▶ **Records for this exercise**
━━━━━━━━

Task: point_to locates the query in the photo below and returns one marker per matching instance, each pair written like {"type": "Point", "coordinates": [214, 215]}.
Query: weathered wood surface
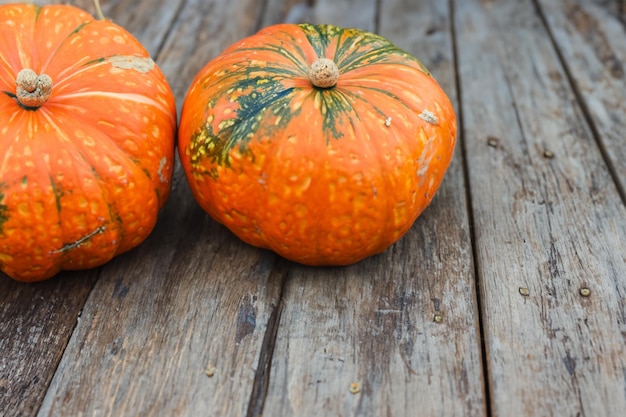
{"type": "Point", "coordinates": [437, 325]}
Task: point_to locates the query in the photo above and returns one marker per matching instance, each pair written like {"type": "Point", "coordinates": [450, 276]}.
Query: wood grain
{"type": "Point", "coordinates": [36, 322]}
{"type": "Point", "coordinates": [195, 322]}
{"type": "Point", "coordinates": [547, 224]}
{"type": "Point", "coordinates": [175, 327]}
{"type": "Point", "coordinates": [364, 340]}
{"type": "Point", "coordinates": [590, 40]}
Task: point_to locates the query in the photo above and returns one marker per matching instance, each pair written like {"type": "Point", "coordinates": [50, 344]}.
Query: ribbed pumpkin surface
{"type": "Point", "coordinates": [322, 176]}
{"type": "Point", "coordinates": [83, 174]}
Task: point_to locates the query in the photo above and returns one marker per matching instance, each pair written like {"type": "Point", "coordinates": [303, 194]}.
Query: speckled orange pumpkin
{"type": "Point", "coordinates": [87, 128]}
{"type": "Point", "coordinates": [321, 143]}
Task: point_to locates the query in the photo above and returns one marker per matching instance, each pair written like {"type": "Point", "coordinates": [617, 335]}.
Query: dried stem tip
{"type": "Point", "coordinates": [32, 90]}
{"type": "Point", "coordinates": [323, 73]}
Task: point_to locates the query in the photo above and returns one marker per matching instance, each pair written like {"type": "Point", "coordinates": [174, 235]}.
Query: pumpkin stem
{"type": "Point", "coordinates": [324, 73]}
{"type": "Point", "coordinates": [99, 13]}
{"type": "Point", "coordinates": [32, 90]}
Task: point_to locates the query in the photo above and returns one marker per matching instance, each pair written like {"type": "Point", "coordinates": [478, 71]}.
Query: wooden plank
{"type": "Point", "coordinates": [549, 224]}
{"type": "Point", "coordinates": [176, 326]}
{"type": "Point", "coordinates": [36, 322]}
{"type": "Point", "coordinates": [373, 324]}
{"type": "Point", "coordinates": [590, 38]}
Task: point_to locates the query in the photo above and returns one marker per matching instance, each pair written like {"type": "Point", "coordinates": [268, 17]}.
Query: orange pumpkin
{"type": "Point", "coordinates": [321, 143]}
{"type": "Point", "coordinates": [87, 135]}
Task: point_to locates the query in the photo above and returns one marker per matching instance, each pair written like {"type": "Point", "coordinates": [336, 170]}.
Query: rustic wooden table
{"type": "Point", "coordinates": [506, 298]}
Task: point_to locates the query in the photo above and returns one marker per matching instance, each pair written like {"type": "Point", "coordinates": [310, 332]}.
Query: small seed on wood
{"type": "Point", "coordinates": [355, 388]}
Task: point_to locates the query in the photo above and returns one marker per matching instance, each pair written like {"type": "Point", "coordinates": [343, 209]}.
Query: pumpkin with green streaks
{"type": "Point", "coordinates": [321, 143]}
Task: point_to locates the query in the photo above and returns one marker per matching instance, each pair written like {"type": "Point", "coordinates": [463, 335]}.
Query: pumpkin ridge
{"type": "Point", "coordinates": [238, 131]}
{"type": "Point", "coordinates": [280, 51]}
{"type": "Point", "coordinates": [53, 53]}
{"type": "Point", "coordinates": [319, 36]}
{"type": "Point", "coordinates": [4, 215]}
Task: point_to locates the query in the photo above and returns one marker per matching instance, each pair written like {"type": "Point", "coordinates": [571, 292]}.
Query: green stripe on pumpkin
{"type": "Point", "coordinates": [4, 210]}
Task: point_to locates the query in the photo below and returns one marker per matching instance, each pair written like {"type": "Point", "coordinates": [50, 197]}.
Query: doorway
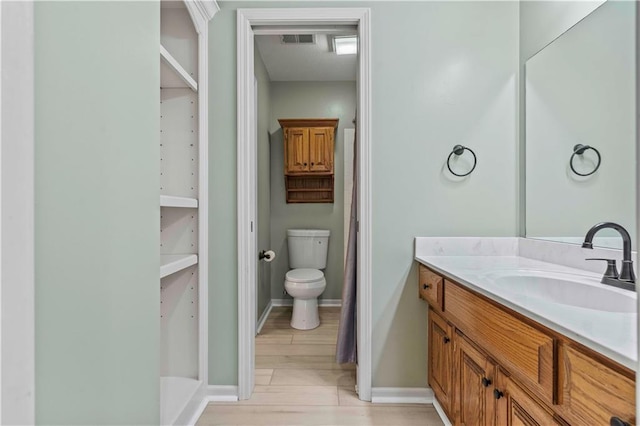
{"type": "Point", "coordinates": [266, 21]}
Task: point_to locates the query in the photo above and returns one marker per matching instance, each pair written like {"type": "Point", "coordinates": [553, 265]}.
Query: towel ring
{"type": "Point", "coordinates": [579, 149]}
{"type": "Point", "coordinates": [458, 150]}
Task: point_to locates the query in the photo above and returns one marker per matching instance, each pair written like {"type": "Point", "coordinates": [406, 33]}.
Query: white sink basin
{"type": "Point", "coordinates": [565, 289]}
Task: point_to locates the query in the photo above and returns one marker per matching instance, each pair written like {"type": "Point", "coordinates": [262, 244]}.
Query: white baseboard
{"type": "Point", "coordinates": [192, 412]}
{"type": "Point", "coordinates": [402, 396]}
{"type": "Point", "coordinates": [321, 302]}
{"type": "Point", "coordinates": [222, 393]}
{"type": "Point", "coordinates": [264, 316]}
{"type": "Point", "coordinates": [441, 413]}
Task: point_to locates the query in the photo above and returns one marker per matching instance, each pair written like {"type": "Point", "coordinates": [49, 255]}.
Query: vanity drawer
{"type": "Point", "coordinates": [592, 392]}
{"type": "Point", "coordinates": [526, 352]}
{"type": "Point", "coordinates": [430, 287]}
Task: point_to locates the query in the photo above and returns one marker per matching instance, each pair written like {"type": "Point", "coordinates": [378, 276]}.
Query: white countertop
{"type": "Point", "coordinates": [612, 334]}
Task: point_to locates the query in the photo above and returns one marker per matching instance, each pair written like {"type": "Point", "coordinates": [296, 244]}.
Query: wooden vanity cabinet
{"type": "Point", "coordinates": [515, 407]}
{"type": "Point", "coordinates": [474, 374]}
{"type": "Point", "coordinates": [593, 392]}
{"type": "Point", "coordinates": [489, 365]}
{"type": "Point", "coordinates": [440, 360]}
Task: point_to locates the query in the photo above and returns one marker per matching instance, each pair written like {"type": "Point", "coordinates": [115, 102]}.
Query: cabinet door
{"type": "Point", "coordinates": [321, 150]}
{"type": "Point", "coordinates": [514, 407]}
{"type": "Point", "coordinates": [593, 392]}
{"type": "Point", "coordinates": [440, 360]}
{"type": "Point", "coordinates": [475, 404]}
{"type": "Point", "coordinates": [296, 150]}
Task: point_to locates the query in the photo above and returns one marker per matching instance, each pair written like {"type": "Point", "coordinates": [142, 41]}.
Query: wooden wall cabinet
{"type": "Point", "coordinates": [309, 159]}
{"type": "Point", "coordinates": [489, 365]}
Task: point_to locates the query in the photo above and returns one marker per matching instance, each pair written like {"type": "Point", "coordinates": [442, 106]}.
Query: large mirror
{"type": "Point", "coordinates": [580, 129]}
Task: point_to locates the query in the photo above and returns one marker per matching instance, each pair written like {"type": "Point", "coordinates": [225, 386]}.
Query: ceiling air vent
{"type": "Point", "coordinates": [298, 39]}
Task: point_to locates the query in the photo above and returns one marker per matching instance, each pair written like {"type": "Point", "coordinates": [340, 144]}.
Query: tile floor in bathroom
{"type": "Point", "coordinates": [299, 383]}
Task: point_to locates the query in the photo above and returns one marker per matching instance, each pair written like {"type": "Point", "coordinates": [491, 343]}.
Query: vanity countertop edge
{"type": "Point", "coordinates": [578, 324]}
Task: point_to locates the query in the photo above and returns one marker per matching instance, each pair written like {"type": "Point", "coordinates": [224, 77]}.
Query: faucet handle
{"type": "Point", "coordinates": [612, 271]}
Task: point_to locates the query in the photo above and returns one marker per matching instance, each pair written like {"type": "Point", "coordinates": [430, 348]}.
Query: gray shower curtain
{"type": "Point", "coordinates": [346, 350]}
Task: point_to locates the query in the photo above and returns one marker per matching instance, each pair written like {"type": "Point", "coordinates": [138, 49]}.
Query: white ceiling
{"type": "Point", "coordinates": [304, 62]}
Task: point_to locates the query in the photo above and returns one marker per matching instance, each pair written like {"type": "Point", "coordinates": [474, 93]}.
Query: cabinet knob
{"type": "Point", "coordinates": [617, 421]}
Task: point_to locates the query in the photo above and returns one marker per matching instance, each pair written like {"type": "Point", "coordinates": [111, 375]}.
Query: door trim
{"type": "Point", "coordinates": [17, 251]}
{"type": "Point", "coordinates": [247, 276]}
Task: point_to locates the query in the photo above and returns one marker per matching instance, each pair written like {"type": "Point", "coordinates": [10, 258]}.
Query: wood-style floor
{"type": "Point", "coordinates": [299, 383]}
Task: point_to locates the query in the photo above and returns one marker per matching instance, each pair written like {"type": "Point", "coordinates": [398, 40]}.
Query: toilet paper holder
{"type": "Point", "coordinates": [268, 255]}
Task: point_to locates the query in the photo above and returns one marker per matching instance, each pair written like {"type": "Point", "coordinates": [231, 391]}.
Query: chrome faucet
{"type": "Point", "coordinates": [626, 279]}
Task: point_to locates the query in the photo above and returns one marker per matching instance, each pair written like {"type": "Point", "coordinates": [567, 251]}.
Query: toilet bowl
{"type": "Point", "coordinates": [305, 285]}
{"type": "Point", "coordinates": [305, 281]}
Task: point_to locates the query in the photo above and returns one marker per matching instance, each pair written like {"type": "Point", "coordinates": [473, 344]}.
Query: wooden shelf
{"type": "Point", "coordinates": [184, 202]}
{"type": "Point", "coordinates": [172, 263]}
{"type": "Point", "coordinates": [309, 189]}
{"type": "Point", "coordinates": [172, 74]}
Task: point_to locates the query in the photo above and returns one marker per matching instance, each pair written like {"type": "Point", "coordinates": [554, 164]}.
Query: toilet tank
{"type": "Point", "coordinates": [308, 248]}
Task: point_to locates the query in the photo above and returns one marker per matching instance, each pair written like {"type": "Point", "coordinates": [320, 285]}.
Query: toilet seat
{"type": "Point", "coordinates": [304, 276]}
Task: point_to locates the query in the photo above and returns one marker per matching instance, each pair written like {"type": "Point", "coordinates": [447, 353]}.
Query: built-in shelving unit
{"type": "Point", "coordinates": [183, 202]}
{"type": "Point", "coordinates": [172, 201]}
{"type": "Point", "coordinates": [172, 74]}
{"type": "Point", "coordinates": [172, 263]}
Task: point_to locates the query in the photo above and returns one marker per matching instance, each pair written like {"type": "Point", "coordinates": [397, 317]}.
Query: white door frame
{"type": "Point", "coordinates": [247, 253]}
{"type": "Point", "coordinates": [17, 327]}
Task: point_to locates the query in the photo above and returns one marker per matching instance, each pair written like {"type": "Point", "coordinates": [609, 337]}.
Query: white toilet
{"type": "Point", "coordinates": [305, 281]}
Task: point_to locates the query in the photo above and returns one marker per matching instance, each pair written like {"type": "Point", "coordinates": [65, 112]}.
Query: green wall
{"type": "Point", "coordinates": [309, 99]}
{"type": "Point", "coordinates": [97, 212]}
{"type": "Point", "coordinates": [440, 76]}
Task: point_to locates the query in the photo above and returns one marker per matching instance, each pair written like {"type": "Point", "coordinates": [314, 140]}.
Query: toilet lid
{"type": "Point", "coordinates": [304, 275]}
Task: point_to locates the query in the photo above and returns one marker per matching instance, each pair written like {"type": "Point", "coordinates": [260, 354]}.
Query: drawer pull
{"type": "Point", "coordinates": [616, 421]}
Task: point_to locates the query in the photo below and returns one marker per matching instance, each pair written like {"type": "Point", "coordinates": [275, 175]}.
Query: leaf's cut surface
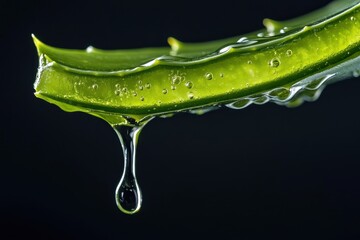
{"type": "Point", "coordinates": [287, 62]}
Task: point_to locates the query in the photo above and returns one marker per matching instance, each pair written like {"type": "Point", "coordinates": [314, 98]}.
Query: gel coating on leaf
{"type": "Point", "coordinates": [277, 64]}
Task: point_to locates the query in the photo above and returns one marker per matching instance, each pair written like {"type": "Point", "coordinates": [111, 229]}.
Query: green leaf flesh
{"type": "Point", "coordinates": [286, 63]}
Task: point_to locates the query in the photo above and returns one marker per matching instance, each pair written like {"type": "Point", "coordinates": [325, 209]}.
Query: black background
{"type": "Point", "coordinates": [265, 172]}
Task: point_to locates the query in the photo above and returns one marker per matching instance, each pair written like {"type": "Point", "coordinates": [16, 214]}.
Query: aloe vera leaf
{"type": "Point", "coordinates": [277, 63]}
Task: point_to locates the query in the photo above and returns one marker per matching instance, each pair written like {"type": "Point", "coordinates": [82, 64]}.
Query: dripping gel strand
{"type": "Point", "coordinates": [128, 194]}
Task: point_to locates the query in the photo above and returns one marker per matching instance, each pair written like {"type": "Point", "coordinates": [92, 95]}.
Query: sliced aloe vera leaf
{"type": "Point", "coordinates": [136, 83]}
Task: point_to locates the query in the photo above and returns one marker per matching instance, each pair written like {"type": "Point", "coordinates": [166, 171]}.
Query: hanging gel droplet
{"type": "Point", "coordinates": [128, 195]}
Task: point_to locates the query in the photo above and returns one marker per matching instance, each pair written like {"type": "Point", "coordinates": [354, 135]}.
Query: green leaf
{"type": "Point", "coordinates": [286, 63]}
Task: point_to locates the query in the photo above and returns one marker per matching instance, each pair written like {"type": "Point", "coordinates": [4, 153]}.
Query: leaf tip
{"type": "Point", "coordinates": [37, 42]}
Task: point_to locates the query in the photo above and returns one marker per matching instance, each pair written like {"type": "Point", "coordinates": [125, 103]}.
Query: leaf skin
{"type": "Point", "coordinates": [136, 83]}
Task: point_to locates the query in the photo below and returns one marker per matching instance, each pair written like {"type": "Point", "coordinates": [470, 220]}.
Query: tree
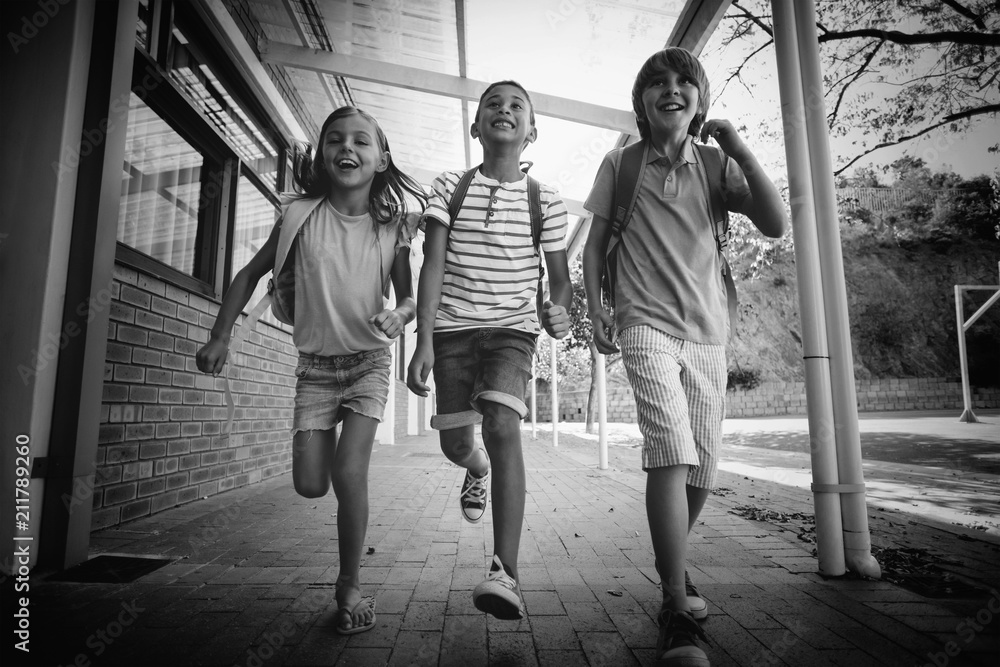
{"type": "Point", "coordinates": [940, 59]}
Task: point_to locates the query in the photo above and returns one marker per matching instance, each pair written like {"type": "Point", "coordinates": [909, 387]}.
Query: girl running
{"type": "Point", "coordinates": [355, 236]}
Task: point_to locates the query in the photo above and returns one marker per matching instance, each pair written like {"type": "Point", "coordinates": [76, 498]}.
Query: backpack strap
{"type": "Point", "coordinates": [712, 162]}
{"type": "Point", "coordinates": [631, 168]}
{"type": "Point", "coordinates": [534, 210]}
{"type": "Point", "coordinates": [458, 196]}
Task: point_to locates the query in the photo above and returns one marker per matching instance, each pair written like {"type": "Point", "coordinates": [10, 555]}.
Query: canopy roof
{"type": "Point", "coordinates": [419, 66]}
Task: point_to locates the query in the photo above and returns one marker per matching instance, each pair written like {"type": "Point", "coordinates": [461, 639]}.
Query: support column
{"type": "Point", "coordinates": [833, 419]}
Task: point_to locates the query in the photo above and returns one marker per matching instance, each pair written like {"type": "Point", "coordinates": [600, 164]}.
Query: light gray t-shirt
{"type": "Point", "coordinates": [669, 267]}
{"type": "Point", "coordinates": [341, 266]}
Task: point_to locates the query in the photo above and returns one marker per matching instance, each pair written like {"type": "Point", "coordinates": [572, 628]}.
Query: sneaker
{"type": "Point", "coordinates": [699, 608]}
{"type": "Point", "coordinates": [474, 495]}
{"type": "Point", "coordinates": [676, 644]}
{"type": "Point", "coordinates": [498, 595]}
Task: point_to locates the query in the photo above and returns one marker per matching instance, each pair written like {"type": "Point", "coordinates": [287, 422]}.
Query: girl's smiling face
{"type": "Point", "coordinates": [351, 152]}
{"type": "Point", "coordinates": [504, 116]}
{"type": "Point", "coordinates": [670, 102]}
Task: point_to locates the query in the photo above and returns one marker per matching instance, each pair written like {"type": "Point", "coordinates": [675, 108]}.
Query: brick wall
{"type": "Point", "coordinates": [161, 440]}
{"type": "Point", "coordinates": [789, 398]}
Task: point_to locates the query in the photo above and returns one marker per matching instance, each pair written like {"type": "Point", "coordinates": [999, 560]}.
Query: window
{"type": "Point", "coordinates": [255, 217]}
{"type": "Point", "coordinates": [202, 165]}
{"type": "Point", "coordinates": [161, 190]}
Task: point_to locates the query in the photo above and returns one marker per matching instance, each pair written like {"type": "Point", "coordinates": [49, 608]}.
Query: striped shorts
{"type": "Point", "coordinates": [680, 394]}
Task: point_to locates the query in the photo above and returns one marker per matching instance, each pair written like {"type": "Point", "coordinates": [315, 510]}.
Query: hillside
{"type": "Point", "coordinates": [902, 308]}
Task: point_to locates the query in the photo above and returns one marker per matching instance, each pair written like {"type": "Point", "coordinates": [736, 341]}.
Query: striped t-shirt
{"type": "Point", "coordinates": [491, 266]}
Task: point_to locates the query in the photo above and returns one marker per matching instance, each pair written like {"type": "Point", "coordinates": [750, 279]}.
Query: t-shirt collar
{"type": "Point", "coordinates": [686, 155]}
{"type": "Point", "coordinates": [492, 182]}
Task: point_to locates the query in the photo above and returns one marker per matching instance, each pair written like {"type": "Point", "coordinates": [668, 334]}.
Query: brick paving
{"type": "Point", "coordinates": [252, 572]}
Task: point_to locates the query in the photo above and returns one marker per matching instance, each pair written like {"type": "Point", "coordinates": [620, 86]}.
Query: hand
{"type": "Point", "coordinates": [604, 332]}
{"type": "Point", "coordinates": [388, 322]}
{"type": "Point", "coordinates": [212, 356]}
{"type": "Point", "coordinates": [555, 319]}
{"type": "Point", "coordinates": [726, 136]}
{"type": "Point", "coordinates": [419, 368]}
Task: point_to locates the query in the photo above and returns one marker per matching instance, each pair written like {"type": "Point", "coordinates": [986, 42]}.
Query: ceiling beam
{"type": "Point", "coordinates": [460, 29]}
{"type": "Point", "coordinates": [696, 23]}
{"type": "Point", "coordinates": [435, 83]}
{"type": "Point", "coordinates": [215, 15]}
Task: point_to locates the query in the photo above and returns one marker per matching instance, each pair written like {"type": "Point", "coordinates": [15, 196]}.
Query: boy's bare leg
{"type": "Point", "coordinates": [460, 447]}
{"type": "Point", "coordinates": [502, 437]}
{"type": "Point", "coordinates": [696, 501]}
{"type": "Point", "coordinates": [667, 513]}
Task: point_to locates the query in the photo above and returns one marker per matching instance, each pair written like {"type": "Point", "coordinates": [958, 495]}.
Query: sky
{"type": "Point", "coordinates": [591, 50]}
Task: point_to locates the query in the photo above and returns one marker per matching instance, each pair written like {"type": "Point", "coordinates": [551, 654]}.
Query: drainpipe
{"type": "Point", "coordinates": [833, 417]}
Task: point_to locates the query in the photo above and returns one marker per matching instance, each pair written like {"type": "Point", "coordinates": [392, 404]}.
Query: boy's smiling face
{"type": "Point", "coordinates": [670, 102]}
{"type": "Point", "coordinates": [504, 117]}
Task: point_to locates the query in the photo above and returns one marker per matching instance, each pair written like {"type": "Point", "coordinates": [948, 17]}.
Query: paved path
{"type": "Point", "coordinates": [252, 579]}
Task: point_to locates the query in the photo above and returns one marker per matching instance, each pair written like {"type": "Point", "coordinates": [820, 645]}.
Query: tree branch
{"type": "Point", "coordinates": [976, 19]}
{"type": "Point", "coordinates": [950, 118]}
{"type": "Point", "coordinates": [832, 116]}
{"type": "Point", "coordinates": [953, 36]}
{"type": "Point", "coordinates": [747, 14]}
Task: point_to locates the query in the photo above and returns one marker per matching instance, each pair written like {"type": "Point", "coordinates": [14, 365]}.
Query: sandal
{"type": "Point", "coordinates": [368, 601]}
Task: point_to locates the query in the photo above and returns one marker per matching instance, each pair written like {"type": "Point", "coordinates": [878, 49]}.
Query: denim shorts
{"type": "Point", "coordinates": [680, 398]}
{"type": "Point", "coordinates": [328, 386]}
{"type": "Point", "coordinates": [473, 365]}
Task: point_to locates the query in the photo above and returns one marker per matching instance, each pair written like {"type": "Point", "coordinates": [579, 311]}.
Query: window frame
{"type": "Point", "coordinates": [217, 217]}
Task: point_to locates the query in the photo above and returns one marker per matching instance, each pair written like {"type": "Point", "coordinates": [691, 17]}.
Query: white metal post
{"type": "Point", "coordinates": [815, 352]}
{"type": "Point", "coordinates": [602, 409]}
{"type": "Point", "coordinates": [555, 392]}
{"type": "Point", "coordinates": [963, 360]}
{"type": "Point", "coordinates": [534, 399]}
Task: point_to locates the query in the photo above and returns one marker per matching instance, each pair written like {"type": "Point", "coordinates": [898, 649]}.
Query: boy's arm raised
{"type": "Point", "coordinates": [593, 268]}
{"type": "Point", "coordinates": [764, 207]}
{"type": "Point", "coordinates": [212, 356]}
{"type": "Point", "coordinates": [428, 298]}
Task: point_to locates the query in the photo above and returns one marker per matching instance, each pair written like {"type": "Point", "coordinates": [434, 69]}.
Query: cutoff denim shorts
{"type": "Point", "coordinates": [473, 365]}
{"type": "Point", "coordinates": [328, 386]}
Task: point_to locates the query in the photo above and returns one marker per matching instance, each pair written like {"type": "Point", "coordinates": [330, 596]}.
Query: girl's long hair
{"type": "Point", "coordinates": [387, 197]}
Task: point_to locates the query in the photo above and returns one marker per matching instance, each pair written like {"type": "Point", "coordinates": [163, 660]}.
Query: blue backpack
{"type": "Point", "coordinates": [627, 182]}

━━━━━━━━

▶ **Exercise requirements**
Report, copied in full, each line of the entries above that contains the string "green". Case counts, so a capitalized form does not match a lowercase one.

▶ **Solution to this exercise**
Query: pumpkin with green streaks
Query: green stripe on pumpkin
Query: green wall
Query: green leaf flesh
Query: green leaf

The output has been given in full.